> **THE DATA**
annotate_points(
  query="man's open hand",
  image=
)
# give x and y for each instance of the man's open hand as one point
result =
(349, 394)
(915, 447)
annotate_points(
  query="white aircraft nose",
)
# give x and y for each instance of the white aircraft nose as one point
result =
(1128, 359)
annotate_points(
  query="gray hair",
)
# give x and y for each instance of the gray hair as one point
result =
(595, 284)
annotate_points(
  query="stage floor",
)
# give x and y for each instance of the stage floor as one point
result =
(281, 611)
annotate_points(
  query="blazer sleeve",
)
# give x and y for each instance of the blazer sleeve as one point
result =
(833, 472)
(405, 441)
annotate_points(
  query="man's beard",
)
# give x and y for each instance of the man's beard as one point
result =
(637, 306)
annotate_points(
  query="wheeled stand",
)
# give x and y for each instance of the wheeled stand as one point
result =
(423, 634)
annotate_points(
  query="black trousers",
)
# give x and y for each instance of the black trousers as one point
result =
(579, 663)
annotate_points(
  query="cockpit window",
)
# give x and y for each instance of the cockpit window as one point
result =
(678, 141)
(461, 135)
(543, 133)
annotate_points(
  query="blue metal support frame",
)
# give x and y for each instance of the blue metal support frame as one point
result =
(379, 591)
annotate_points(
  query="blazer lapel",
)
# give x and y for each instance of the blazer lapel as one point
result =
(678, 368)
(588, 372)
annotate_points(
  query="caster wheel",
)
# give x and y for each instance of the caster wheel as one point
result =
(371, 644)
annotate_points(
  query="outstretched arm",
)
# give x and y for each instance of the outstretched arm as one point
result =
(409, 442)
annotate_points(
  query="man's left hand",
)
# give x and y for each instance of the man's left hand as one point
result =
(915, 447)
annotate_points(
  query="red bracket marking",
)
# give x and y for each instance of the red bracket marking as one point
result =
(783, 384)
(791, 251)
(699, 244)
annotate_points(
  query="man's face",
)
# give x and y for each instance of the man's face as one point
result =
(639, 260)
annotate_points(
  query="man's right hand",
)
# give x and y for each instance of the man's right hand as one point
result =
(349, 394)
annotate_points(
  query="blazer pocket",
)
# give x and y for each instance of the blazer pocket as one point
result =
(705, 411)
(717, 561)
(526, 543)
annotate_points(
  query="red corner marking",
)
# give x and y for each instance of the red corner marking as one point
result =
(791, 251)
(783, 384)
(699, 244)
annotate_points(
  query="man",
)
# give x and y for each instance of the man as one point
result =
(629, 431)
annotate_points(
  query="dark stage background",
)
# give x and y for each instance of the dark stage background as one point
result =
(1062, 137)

> **TASK ITEM**
What is needed is a word-for-word restatement of all the data.

> **OUTPUT OF THE EXERCISE**
annotate_points(
  query="man's open hand",
  image=
)
# give x and y for each instance of the man's open hand as one point
result =
(349, 394)
(915, 447)
annotate_points(
  query="white aircraft nose",
)
# give x and y for each instance of the white aircraft nose as one point
result =
(1128, 359)
annotate_points(
  query="gray hair",
)
# give x and y for each instance of the gray hair as one point
result =
(595, 284)
annotate_points(
  query="stage floor",
)
# give x and y for each instance of the stage floor as one point
result =
(281, 611)
annotate_points(
  query="blazer sleeve",
)
# give x and y for each instance of the blazer sleeve as one point
result =
(833, 472)
(405, 441)
annotate_points(
  query="man's beard",
)
# give x and y for each instance of the man's beard as one point
result =
(637, 306)
annotate_points(
  query="wheeled stand",
)
# give x and y for each instance of the wheeled stand as one point
result =
(423, 634)
annotate_points(
  query="black trousers",
)
# give x and y for each instance of the black trousers as one point
result =
(579, 663)
annotate_points(
  query="cockpit window",
)
# give x and y for each instance of the cockpit window as one point
result =
(678, 141)
(461, 135)
(543, 133)
annotate_points(
  query="blue metal support frame",
)
# give x and y for each instance of the blue metal support frame as one point
result =
(379, 591)
annotate_points(
  query="blazer lapel",
)
# give x and y for each instance of the blazer lapel as one point
result =
(678, 368)
(588, 372)
annotate_points(
  query="caster wheel",
)
# give x and y for each instance of the caster wheel as one point
result =
(371, 644)
annotate_points(
  query="outstretched arm",
)
# give x and y for each instance of the outstretched arm as one point
result =
(409, 442)
annotate_points(
  query="man's left hand",
)
# give x and y for each instance of the man's left hand as one point
result =
(915, 447)
annotate_points(
  query="red bracket marking",
)
# give x and y for each instance of the red bracket marking as one point
result =
(783, 384)
(791, 251)
(699, 244)
annotate_points(
  query="man's face",
)
# give x and y for each instance of the man's face as one point
result =
(639, 260)
annotate_points(
  query="man's right hand",
)
# give x and y for each instance of the man's right hand as one point
result =
(349, 394)
annotate_points(
  query="blazer pocket",
)
# give x and y for each instance of the blazer pocket as one point
result =
(705, 411)
(717, 561)
(526, 543)
annotate_points(
  query="red corner marking",
)
# give x and y for each instance of the red corner marking as one point
result =
(791, 251)
(783, 384)
(699, 244)
annotate_points(
  query="man",
)
# give x and y for each instance of the man as one point
result =
(629, 431)
annotate_points(
  query="dark stage background",
)
# give x and y for each instance of the dark stage background as one point
result =
(1062, 137)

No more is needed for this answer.